Texto extraído →
+ + + +

En
el calendario de nuestros antepasados romanos, el mes de Diciembre venía tan repleto
de fiestas como el nuestro. Para ellos, el mes festejaba a seis divinidades
distintas, y, entre ellas, a tres dioses fundamentales para su concepción del
universo: Jano, Júpiter y Saturno.
Jano,
el que ellos consideraban como el más antiguo de todos los dioses, el dios de
las puertas, las entradas y salidas, cerraba y abría cada año, y era el primer
dios en recibir atención religiosa y festiva preferente en Diciembre y en
Enero. Sus fiestas, las Agonia, se
celebraban el 11 de diciembre, y el 9 de enero.
Júpiter,
dios de dioses, óptimo y máximo, tenía consagrados dos días en diciembre, el
13, por ser los idus, - que, como
hemos comentado en otras ocasiones, le estaban todos dedicados -, y el 23,
cuando se celebraban las Larentalia.
Saturno,
el antiquísimo dios del tiempo, personificación divinizada de la prosperidad, y
máximo benefactor de los hombres, era el que recibía más atención en el último
mes del año. La fiesta religiosa era el día 17 de diciembre, y, con el tiempo,
las celebraciones populares se fueron alargando, hasta llegar a la última
festividad del mes, el día 23.
- Algo
que no se podía sostener, ya que la mayoría de los comerciantes cerraban sus
tiendas, se desatendían otros muchos negocios, y se demoraban asuntos de
importancia en los tribunales, así que nuestro querido César Augusto hizo que
los días de fiesta oficiales se redujeran a tres – explica el tribuno.
- En
eso es en lo único en lo que mucha gente no estuvo de acuerdo con él – dice uno
de los oficiales.

+ + + +

(Datos de origen)
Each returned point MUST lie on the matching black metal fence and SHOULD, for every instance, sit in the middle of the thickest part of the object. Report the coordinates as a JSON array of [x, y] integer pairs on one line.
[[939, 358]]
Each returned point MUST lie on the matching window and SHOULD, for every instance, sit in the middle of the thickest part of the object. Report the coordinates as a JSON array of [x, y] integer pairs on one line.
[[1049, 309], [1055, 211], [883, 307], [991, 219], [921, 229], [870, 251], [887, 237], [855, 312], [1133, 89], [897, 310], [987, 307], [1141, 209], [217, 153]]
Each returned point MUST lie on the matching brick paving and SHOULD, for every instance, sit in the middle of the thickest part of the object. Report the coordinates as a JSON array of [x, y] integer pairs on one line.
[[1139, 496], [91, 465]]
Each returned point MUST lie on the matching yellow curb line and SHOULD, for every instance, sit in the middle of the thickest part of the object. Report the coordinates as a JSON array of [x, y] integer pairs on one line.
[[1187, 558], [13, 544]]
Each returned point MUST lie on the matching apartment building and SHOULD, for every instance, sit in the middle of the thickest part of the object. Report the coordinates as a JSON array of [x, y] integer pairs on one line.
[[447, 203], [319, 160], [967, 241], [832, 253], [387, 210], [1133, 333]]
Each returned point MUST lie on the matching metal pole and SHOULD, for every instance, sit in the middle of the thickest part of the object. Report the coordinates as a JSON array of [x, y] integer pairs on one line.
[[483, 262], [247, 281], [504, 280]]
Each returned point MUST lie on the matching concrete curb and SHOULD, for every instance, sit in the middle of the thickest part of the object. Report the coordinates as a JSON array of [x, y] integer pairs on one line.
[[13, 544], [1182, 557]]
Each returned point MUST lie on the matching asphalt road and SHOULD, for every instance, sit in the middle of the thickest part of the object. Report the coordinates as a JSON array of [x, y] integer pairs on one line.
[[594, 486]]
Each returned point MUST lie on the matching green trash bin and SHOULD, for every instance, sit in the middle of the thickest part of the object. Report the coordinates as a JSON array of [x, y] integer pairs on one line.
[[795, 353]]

+ + + +

Ejercicio propuesto →
Nombra los dioses que el texto sobre las fiestas romanas de diciembre presenta como fundamentales para la concepción romana del universo. Las filas son un material aparte, sin relación con el texto.

Ejercicio resuelto →
Jano, Júpiter y Saturno.